* _PROBLEM TO SOLVE_:
Below are some records. Return exactly the lines from the one with "like (287, 47)." to the one with "like (313, 80).", and nothing else.

* _DATA SHOWN_:
======

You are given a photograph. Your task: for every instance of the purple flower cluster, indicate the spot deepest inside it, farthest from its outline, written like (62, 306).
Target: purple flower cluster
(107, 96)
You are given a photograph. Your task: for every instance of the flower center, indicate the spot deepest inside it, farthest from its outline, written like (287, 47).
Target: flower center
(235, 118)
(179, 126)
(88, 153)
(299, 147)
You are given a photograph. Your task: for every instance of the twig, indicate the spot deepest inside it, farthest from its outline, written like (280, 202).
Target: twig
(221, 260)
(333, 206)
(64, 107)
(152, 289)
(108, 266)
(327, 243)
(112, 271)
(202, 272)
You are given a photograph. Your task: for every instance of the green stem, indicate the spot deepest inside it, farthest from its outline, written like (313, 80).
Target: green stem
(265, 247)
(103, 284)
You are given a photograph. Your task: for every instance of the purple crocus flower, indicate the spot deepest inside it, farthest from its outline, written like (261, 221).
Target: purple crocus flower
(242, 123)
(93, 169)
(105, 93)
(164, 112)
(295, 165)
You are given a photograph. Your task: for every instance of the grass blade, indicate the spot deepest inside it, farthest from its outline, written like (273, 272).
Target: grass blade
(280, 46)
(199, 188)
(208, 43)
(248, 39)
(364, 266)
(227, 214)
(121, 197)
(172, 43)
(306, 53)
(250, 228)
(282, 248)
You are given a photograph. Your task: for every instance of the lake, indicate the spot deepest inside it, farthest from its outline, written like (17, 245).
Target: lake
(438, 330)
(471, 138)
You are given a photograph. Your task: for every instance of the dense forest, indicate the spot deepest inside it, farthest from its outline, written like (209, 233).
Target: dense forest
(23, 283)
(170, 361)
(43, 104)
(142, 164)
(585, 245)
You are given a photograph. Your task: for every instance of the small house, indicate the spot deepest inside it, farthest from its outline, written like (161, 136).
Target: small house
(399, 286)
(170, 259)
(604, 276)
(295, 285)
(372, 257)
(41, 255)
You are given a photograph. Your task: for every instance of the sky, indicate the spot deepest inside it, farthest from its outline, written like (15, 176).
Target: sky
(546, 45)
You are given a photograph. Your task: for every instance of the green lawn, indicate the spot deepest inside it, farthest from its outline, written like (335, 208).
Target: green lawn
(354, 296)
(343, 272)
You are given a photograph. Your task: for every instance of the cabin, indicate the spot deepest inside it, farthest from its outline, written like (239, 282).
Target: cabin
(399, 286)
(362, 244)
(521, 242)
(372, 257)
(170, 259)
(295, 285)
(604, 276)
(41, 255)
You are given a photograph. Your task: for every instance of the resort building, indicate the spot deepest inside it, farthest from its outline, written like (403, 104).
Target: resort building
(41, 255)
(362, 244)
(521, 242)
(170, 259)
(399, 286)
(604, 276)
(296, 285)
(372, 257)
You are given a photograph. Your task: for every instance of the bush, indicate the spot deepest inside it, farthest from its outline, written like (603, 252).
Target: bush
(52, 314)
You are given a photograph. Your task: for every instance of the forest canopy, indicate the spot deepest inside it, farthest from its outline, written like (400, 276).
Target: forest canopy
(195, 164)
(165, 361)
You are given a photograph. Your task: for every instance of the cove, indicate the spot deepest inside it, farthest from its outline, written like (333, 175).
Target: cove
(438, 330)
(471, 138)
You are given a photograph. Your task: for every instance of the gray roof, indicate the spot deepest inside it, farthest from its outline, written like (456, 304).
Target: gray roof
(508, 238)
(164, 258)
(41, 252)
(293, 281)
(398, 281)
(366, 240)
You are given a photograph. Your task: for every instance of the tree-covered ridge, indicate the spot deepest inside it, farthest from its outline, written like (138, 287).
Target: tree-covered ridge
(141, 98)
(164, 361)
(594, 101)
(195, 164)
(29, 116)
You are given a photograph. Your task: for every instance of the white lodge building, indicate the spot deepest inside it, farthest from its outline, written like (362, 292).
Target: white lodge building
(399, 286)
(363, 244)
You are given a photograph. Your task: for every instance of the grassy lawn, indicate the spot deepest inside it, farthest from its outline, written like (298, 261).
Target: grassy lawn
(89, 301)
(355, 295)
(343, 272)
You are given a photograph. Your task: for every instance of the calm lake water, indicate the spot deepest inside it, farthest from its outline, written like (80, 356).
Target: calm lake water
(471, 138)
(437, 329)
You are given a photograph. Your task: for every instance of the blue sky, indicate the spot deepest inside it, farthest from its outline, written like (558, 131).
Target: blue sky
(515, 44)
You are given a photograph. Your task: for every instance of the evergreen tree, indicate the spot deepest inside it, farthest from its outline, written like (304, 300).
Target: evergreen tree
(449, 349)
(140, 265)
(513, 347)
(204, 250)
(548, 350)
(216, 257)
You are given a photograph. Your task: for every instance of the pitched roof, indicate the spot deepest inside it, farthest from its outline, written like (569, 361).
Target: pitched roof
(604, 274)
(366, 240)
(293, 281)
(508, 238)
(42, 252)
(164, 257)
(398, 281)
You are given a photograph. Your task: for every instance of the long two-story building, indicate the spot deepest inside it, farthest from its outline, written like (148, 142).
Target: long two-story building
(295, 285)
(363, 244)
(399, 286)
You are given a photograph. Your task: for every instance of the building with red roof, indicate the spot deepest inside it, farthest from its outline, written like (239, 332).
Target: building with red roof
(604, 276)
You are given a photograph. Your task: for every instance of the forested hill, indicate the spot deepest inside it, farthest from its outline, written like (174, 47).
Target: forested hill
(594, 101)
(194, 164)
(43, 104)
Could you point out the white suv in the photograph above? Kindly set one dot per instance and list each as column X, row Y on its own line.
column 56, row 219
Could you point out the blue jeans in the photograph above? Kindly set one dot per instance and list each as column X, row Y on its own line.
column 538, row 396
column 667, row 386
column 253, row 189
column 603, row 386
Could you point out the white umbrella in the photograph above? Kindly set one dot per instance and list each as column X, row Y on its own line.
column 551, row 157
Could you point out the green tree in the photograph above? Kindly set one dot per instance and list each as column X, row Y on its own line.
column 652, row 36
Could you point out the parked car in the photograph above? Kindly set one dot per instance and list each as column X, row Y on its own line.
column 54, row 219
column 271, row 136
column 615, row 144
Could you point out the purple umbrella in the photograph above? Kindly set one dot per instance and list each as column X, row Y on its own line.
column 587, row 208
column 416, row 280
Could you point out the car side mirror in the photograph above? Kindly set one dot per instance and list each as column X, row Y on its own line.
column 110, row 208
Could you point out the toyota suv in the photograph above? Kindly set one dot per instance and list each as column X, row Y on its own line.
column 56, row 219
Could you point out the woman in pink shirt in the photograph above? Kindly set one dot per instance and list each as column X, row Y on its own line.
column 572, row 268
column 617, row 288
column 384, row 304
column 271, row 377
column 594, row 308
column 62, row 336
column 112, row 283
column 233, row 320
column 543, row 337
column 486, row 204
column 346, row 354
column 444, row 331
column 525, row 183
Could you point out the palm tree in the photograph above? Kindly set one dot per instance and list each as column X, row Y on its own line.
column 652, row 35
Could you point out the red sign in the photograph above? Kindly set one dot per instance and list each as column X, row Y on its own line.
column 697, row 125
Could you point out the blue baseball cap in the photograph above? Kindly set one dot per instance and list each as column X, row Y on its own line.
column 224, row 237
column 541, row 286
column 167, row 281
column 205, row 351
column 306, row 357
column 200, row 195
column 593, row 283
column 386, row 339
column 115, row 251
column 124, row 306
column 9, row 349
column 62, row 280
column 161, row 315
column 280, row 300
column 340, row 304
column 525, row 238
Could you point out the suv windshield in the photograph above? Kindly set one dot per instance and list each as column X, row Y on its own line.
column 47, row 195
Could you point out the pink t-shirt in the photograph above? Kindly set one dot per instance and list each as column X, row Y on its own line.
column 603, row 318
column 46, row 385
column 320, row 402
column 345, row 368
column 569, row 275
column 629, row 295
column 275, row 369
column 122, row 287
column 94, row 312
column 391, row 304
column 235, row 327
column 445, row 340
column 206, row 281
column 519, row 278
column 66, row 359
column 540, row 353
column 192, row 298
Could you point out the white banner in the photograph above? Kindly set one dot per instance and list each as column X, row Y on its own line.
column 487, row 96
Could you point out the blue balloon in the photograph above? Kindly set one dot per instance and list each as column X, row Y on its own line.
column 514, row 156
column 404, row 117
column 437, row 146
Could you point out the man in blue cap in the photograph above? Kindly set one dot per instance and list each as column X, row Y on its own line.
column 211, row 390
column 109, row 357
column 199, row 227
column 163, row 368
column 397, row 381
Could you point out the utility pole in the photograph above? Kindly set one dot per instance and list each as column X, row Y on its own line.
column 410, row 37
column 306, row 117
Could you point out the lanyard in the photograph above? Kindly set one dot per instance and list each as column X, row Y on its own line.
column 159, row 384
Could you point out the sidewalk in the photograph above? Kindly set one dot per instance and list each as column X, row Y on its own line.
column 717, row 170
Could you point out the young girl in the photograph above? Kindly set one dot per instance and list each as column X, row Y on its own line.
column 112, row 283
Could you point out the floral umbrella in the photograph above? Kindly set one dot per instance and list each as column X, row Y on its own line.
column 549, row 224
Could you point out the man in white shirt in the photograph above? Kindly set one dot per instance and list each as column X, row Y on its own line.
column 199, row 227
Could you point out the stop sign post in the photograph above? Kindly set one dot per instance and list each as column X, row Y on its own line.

======

* _EXERCISE RESULT_:
You are given a photograph. Your task: for every instance of the flower center, indicate the spot deepest inside it, farthest from its outline, written like (287, 47).
Target: flower center
(235, 118)
(179, 126)
(88, 153)
(299, 147)
You are given a photograph. Your task: for every instance of the twig, indicate the spot deepest inside it, farthest from its outline, written like (280, 202).
Target: twig
(221, 260)
(333, 206)
(64, 107)
(152, 289)
(108, 266)
(327, 243)
(112, 271)
(202, 272)
You are given a photograph. Your task: for every instance of the green stem, indicate the spot deepest inside it, farthest from its outline, written like (313, 80).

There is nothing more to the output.